─── DATASET ENTRIES ───

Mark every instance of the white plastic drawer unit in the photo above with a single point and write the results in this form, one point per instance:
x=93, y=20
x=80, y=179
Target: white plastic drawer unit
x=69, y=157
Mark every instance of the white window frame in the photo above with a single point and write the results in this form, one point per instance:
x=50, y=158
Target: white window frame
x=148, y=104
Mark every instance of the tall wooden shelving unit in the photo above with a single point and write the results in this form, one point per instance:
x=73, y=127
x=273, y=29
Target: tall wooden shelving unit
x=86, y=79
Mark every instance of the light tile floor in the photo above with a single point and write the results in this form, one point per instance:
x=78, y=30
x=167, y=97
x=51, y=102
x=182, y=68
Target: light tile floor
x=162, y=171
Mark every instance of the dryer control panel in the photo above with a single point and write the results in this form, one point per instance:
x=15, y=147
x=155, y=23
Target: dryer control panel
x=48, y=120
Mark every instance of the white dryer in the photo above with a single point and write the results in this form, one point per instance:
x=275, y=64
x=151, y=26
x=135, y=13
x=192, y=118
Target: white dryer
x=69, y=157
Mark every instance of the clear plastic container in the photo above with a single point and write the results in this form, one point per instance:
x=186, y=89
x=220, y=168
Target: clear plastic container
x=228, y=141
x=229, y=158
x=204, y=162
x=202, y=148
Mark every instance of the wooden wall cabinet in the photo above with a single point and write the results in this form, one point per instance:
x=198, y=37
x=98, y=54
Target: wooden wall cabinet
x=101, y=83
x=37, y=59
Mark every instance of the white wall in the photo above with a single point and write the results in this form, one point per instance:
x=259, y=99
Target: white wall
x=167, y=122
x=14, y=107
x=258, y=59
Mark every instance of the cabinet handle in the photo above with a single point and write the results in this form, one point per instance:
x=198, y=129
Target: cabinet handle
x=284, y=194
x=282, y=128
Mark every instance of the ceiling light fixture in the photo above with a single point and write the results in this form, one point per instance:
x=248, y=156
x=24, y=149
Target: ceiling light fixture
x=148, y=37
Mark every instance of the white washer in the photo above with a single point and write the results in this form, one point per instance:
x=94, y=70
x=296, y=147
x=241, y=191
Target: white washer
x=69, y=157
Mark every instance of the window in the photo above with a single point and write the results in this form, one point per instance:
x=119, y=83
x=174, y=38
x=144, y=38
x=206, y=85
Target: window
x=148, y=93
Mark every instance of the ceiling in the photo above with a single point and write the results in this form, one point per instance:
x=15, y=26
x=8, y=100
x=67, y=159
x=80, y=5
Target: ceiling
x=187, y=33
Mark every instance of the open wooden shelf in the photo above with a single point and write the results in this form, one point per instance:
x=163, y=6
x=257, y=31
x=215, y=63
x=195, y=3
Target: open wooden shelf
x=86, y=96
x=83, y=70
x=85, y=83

───

WHAT NEEDS TO BE DONE - Reproduce verbatim the lines of the items from the line containing "Mark every instance of the light" through the line containing "x=202, y=148", both lines included.

FINISHED ANSWER -
Mark every instance of the light tile floor in the photo above with a single point and write the results in this form, one point per instance:
x=78, y=30
x=167, y=97
x=51, y=102
x=182, y=68
Target: light tile floor
x=162, y=171
Mark every instance of the dryer control panel in the photo above with a single point and write the results in this form, one point per instance:
x=15, y=147
x=155, y=23
Target: dryer control panel
x=48, y=120
Mark every instance of the white dryer in the photo above with a single point and write the results in this form, one point per instance:
x=275, y=64
x=151, y=26
x=135, y=13
x=192, y=118
Target: white dryer
x=69, y=157
Mark every instance of the clear plastic container in the photo above with a single point and write the results in this form, one point per instance:
x=186, y=89
x=220, y=168
Target: clear plastic container
x=228, y=141
x=229, y=158
x=204, y=162
x=202, y=148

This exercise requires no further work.